In Hollywood, it’s lucky if an actor gets one iconic role to be remembered by. For Academy Award and Golden Globe winner Geena Davis, it’s something she seems to have a knack for. Whether it’s her masterful portrayal of Thelma Dickinson in 1991’s Thelma and Louise, her strong willed Dottie in A League of Their Own, or her Oscar winning turn as Muriel in The Accidental Tourist, Davis’s work seems not only to create an impact, but carve a niche into our cultural lexicon. And now, the acclaimed actor, Olympic archery semi-finalist and mother of three has another role she hopes will make its mark: founder of The Geena Davis Institute on Gender in Media.
“I’m always saying I need more to do. I find myself much too much spending time playing games on my iPhone,” says the refreshingly candid Davis. “I feel like I could squeeze in so much more.”
Somehow that seems hard to believe. In the past decade, Davis has starred in ABC’s Commander in Chief for which she won a Golden Globe, raised three children, and been a key player in multiple charities, including Women in Sports, USAIDS, and the White House Project. This, of course, is an abbreviated list; a full rehash of Davis’s activities would hardly fit in this article. But of her many accomplishments, the most far-reaching is her Geena Davis Institute on Gender in Media, a research facility founded in 2004 which has published groundbreaking studies on the industry’s perception on gender. It’s an award-winning endeavor that the seasoned actor never really meant to create.

◆ **WHAT TO DO**
(A) Using the Geena Davis profile, answer each question briefly:
(i) Which role earned Davis her Oscar?
(ii) For which ABC series did she win a Golden Globe?
(iii) In what year was her institute founded?
(B) Pick up the Geena Davis profile after its last sentence and continue it.
The items that come next are not needed for any of this work.

◆ **DATA PROVIDED**
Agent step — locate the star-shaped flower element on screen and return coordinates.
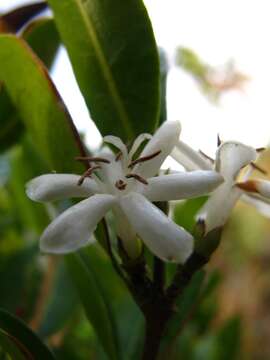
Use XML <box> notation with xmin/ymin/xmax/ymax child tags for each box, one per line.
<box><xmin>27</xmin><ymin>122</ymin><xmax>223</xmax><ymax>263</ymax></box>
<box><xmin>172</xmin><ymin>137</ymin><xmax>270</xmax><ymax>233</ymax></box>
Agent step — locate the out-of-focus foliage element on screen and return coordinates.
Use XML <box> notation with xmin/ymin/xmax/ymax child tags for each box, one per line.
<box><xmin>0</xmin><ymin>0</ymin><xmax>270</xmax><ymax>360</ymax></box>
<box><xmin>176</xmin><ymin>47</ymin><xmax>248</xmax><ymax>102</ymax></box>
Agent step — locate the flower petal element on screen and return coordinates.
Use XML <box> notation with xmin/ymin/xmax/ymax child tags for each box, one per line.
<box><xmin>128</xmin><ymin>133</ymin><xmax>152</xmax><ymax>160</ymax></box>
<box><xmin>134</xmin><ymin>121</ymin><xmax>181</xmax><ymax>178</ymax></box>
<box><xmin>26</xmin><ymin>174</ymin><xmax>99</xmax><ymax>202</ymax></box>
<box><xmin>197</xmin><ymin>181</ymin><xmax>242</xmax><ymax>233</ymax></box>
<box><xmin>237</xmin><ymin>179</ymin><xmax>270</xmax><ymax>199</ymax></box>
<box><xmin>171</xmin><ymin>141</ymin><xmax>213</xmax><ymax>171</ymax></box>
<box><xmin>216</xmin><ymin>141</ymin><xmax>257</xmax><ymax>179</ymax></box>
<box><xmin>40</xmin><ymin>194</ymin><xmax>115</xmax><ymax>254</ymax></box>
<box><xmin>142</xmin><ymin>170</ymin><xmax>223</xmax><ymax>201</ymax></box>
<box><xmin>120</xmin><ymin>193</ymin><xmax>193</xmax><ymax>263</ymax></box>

◆ **TASK RESPONSES**
(A)
(i) Muriel in The Accidental Tourist
(ii) Commander in Chief
(iii) 2004

(B)
“I didn’t set out intending to start an institute,” begins Ms. Davis. “But when my daughter was about two I started watching kid things with her – TV shows, or G-rated videos and movies – and I noticed a dearth of female characters.” After asking friends if they had also noticed the discrepancy (they hadn’t) she brought her discovery to industry professionals. Their responses, however, were less than assuring.
“They’d say ‘Oh no, no – that’s been fixed.’ And I’m thinking ‘Hmm. I don’t think it’s been fixed. I don’t see that it’s been fixed,’” she continues, laughing wryly. “Nobody seemed to be picking up on the idea that the worlds that were being created were bereft of female presence. So that’s when I decided, let me just see if I can sponsor some research and get the numbers.”
Research, of course, would be an understatement. Full-blown investigation would be more like it. At Davis’s commission, the USC Annenberg School underwent the largest study ever performed on gender inequality in the media, focusing primarily on family entertainment. The subsequent results were nothing if not shocking.
“For every one female character there’s three male characters – but if it’s a crowd scene only 17% are female, which is nuts,” she says, more college professor than Hollywood star. “It seems like you’d almost have to go out of your way to leave out so many female characters.” And like any good academic, Davis has her own theory as to why this gender discrepancy has gone unnoticed for so long (though it hardly sheds a flattering light on our culture).
“The ratio of male to female characters has been the same from 1946, so all [industry professionals] have ever seen is this big imbalance, so 17% of the world in a movie is female. And so if that looks normal, if that’s all you’ve seen from minute one your whole life, then wouldn’t that imprint on you that that ratio looks normal?”
As she continues to talk about her analytic data, as well as her foundation’s newly commissioned research (a thorough investigation on gender in all forms of media is to be released in 2015, including a study on female character occupations) it’s hard to consider her anything but an enigma. To most people, Davis is an actor, more at home on the silver screen than a USC laboratory. And yet speaking of her research, she assumes the role of Professor Davis, the brainchild behind one of the largest scholarly investigations in recent history. It hardly makes sense, but then again, neither did her Olympic run for women’s archery in 2000 either (“It’s so random, right?” is how Davis views her meteoric rise in the sport.) Of course this disconnect is something that she seems to enjoy, and she’s rather good at it. Her devotion to her work, any work, is truly staggering.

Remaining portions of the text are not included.